• **Required work**:
Render every line of the data below as a Markdown table with the columns Row and Line, numbering each row and omitting blank lines.

=======

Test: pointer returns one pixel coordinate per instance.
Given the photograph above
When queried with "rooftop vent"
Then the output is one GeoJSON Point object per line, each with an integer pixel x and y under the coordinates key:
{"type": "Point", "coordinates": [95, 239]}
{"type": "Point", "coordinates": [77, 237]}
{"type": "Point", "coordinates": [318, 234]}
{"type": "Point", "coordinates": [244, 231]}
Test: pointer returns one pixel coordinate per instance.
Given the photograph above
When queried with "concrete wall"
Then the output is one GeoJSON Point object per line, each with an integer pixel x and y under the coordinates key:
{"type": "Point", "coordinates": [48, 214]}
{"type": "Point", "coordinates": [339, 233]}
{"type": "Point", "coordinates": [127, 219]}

=======

• **Result for this task**:
| Row | Line |
|---|---|
| 1 | Test: pointer returns one pixel coordinate per instance. |
| 2 | Given the photograph above |
| 3 | When queried with "rooftop vent" |
| 4 | Then the output is one GeoJSON Point object per line, each with an integer pixel x and y under the coordinates key: |
| 5 | {"type": "Point", "coordinates": [95, 239]} |
| 6 | {"type": "Point", "coordinates": [77, 237]} |
| 7 | {"type": "Point", "coordinates": [318, 234]} |
| 8 | {"type": "Point", "coordinates": [244, 231]} |
| 9 | Test: pointer returns one pixel coordinate per instance. |
| 10 | Given the photograph above |
| 11 | When queried with "concrete wall" |
| 12 | Then the output is one GeoJSON Point object per line, each with an integer pixel x and y under the coordinates key: |
| 13 | {"type": "Point", "coordinates": [48, 214]} |
| 14 | {"type": "Point", "coordinates": [339, 233]} |
| 15 | {"type": "Point", "coordinates": [127, 219]} |